[Referring expression data]
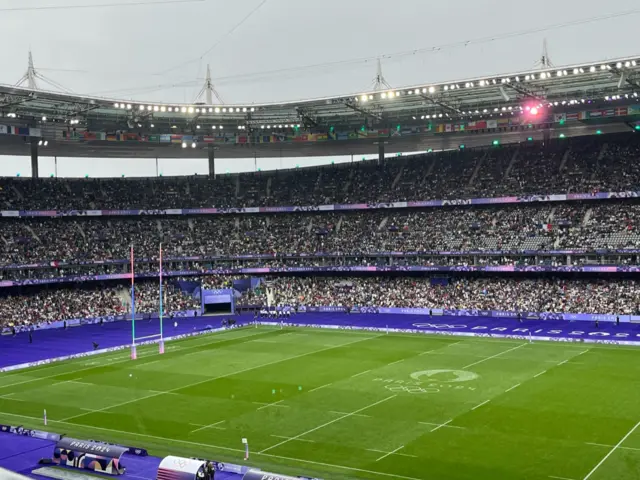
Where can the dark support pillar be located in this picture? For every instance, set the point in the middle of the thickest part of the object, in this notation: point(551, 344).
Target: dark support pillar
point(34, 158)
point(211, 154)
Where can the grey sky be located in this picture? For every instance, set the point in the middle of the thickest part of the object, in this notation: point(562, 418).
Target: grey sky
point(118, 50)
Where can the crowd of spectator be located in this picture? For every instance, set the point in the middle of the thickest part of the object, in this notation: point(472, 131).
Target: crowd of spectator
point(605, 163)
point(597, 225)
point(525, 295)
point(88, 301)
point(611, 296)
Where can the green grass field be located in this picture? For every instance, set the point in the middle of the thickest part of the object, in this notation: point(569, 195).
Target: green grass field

* * *

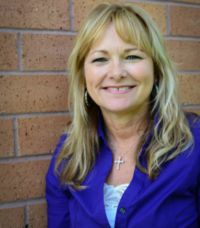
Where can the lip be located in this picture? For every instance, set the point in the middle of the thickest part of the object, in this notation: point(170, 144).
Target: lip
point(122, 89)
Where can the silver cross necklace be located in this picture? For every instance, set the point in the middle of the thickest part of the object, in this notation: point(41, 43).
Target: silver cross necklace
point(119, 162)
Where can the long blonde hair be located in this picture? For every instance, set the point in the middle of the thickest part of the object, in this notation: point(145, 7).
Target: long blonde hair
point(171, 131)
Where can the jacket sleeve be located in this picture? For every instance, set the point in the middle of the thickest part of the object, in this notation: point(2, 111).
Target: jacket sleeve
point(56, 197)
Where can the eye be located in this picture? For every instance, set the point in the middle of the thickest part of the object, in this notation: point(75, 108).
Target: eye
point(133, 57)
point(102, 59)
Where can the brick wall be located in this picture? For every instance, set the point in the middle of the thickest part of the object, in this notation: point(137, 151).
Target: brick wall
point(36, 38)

■ EXERCISE OBJECTIVE
Set aside each line above that includes the string "grass" and report it.

■ ANSWER TO THIS EXERCISE
Where can the green grass field be located in this picture? For every instance, set the point in the middle of the thickest part of the object, in this notation: point(569, 195).
Target: green grass field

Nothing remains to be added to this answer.